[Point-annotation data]
[START]

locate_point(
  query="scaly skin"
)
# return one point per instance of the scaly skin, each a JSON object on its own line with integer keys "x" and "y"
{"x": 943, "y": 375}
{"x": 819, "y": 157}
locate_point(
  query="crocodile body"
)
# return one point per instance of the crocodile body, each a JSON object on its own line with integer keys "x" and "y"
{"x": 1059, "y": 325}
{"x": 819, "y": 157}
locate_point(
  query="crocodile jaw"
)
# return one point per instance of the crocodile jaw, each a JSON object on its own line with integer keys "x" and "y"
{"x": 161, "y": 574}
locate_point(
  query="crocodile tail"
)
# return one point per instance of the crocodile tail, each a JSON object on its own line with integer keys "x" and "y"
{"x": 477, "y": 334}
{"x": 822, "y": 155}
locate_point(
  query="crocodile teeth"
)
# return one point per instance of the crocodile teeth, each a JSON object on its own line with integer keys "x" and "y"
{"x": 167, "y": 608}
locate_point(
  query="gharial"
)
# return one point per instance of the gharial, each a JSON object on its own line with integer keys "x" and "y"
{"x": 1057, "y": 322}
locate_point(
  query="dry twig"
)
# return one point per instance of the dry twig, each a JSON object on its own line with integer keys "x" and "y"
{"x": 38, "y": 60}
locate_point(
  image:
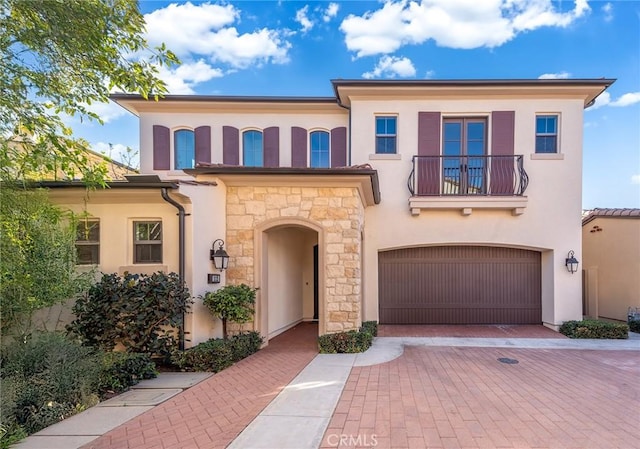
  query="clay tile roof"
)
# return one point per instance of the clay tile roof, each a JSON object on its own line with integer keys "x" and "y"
{"x": 611, "y": 213}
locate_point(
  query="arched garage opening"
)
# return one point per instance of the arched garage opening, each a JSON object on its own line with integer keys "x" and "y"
{"x": 459, "y": 285}
{"x": 289, "y": 288}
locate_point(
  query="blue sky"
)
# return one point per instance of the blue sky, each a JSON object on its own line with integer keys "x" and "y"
{"x": 296, "y": 47}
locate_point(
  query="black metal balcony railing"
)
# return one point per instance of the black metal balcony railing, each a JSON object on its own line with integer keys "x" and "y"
{"x": 468, "y": 176}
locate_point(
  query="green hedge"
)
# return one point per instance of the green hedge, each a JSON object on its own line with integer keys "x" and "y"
{"x": 49, "y": 378}
{"x": 121, "y": 370}
{"x": 594, "y": 329}
{"x": 217, "y": 354}
{"x": 349, "y": 342}
{"x": 371, "y": 327}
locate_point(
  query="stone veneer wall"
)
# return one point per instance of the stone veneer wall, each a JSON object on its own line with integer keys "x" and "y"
{"x": 337, "y": 210}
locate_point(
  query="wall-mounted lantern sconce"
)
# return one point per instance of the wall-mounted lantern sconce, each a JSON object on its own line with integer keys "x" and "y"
{"x": 571, "y": 263}
{"x": 219, "y": 256}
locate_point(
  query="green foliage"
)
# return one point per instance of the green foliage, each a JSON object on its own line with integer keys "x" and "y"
{"x": 45, "y": 379}
{"x": 371, "y": 327}
{"x": 346, "y": 342}
{"x": 37, "y": 257}
{"x": 217, "y": 354}
{"x": 140, "y": 312}
{"x": 594, "y": 329}
{"x": 121, "y": 370}
{"x": 57, "y": 58}
{"x": 231, "y": 303}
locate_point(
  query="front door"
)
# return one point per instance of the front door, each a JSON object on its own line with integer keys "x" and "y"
{"x": 464, "y": 152}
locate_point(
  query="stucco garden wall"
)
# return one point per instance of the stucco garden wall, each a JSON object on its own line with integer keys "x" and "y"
{"x": 337, "y": 213}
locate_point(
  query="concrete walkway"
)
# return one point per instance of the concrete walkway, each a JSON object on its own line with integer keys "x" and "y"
{"x": 85, "y": 427}
{"x": 285, "y": 396}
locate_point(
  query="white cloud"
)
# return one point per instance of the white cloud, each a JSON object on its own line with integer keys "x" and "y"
{"x": 390, "y": 67}
{"x": 108, "y": 112}
{"x": 303, "y": 19}
{"x": 207, "y": 31}
{"x": 118, "y": 152}
{"x": 330, "y": 12}
{"x": 554, "y": 76}
{"x": 627, "y": 99}
{"x": 455, "y": 24}
{"x": 607, "y": 9}
{"x": 182, "y": 80}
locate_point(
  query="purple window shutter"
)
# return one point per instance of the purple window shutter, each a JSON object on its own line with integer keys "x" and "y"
{"x": 339, "y": 147}
{"x": 428, "y": 169}
{"x": 161, "y": 148}
{"x": 298, "y": 147}
{"x": 202, "y": 137}
{"x": 230, "y": 145}
{"x": 502, "y": 149}
{"x": 272, "y": 147}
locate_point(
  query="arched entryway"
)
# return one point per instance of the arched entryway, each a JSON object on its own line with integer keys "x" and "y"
{"x": 290, "y": 276}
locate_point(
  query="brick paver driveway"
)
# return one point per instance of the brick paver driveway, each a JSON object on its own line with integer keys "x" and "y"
{"x": 448, "y": 397}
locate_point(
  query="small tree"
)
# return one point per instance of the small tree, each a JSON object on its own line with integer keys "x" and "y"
{"x": 37, "y": 257}
{"x": 231, "y": 303}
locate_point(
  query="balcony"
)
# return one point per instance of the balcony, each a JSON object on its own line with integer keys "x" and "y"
{"x": 468, "y": 182}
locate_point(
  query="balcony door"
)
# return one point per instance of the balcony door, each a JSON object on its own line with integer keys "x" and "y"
{"x": 464, "y": 150}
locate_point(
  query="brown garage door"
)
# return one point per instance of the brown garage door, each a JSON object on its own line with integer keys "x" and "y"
{"x": 459, "y": 285}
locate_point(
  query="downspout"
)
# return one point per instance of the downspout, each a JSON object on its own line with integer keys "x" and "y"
{"x": 181, "y": 247}
{"x": 349, "y": 138}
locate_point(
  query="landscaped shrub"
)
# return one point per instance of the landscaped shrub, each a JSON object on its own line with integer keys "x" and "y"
{"x": 231, "y": 303}
{"x": 371, "y": 327}
{"x": 45, "y": 379}
{"x": 141, "y": 312}
{"x": 594, "y": 329}
{"x": 345, "y": 342}
{"x": 217, "y": 354}
{"x": 121, "y": 370}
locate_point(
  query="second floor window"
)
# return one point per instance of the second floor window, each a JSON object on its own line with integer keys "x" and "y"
{"x": 147, "y": 242}
{"x": 88, "y": 241}
{"x": 184, "y": 149}
{"x": 252, "y": 149}
{"x": 386, "y": 134}
{"x": 319, "y": 149}
{"x": 546, "y": 134}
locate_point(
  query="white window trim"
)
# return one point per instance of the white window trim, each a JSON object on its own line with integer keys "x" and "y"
{"x": 172, "y": 146}
{"x": 241, "y": 144}
{"x": 312, "y": 130}
{"x": 558, "y": 137}
{"x": 131, "y": 241}
{"x": 373, "y": 155}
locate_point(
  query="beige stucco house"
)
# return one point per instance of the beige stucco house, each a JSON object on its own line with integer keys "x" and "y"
{"x": 611, "y": 262}
{"x": 397, "y": 201}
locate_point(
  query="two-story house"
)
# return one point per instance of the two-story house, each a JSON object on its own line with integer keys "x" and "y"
{"x": 398, "y": 201}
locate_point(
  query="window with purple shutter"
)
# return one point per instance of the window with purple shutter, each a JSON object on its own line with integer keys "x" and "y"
{"x": 230, "y": 145}
{"x": 272, "y": 147}
{"x": 298, "y": 147}
{"x": 428, "y": 169}
{"x": 502, "y": 151}
{"x": 339, "y": 147}
{"x": 202, "y": 144}
{"x": 161, "y": 148}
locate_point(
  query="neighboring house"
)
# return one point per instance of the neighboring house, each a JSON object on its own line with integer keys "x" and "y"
{"x": 611, "y": 262}
{"x": 397, "y": 201}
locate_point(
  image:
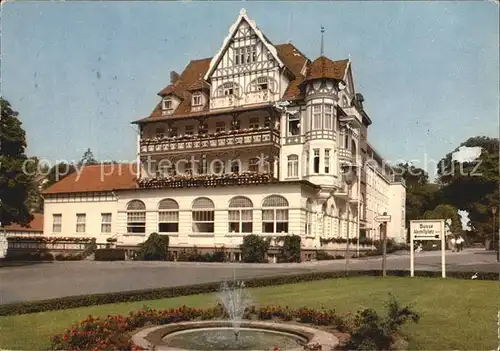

[END]

Count the lines of the material above that contain the string "gharial", matching case exactly. Give only the number.

__EXERCISE OUTPUT__.
2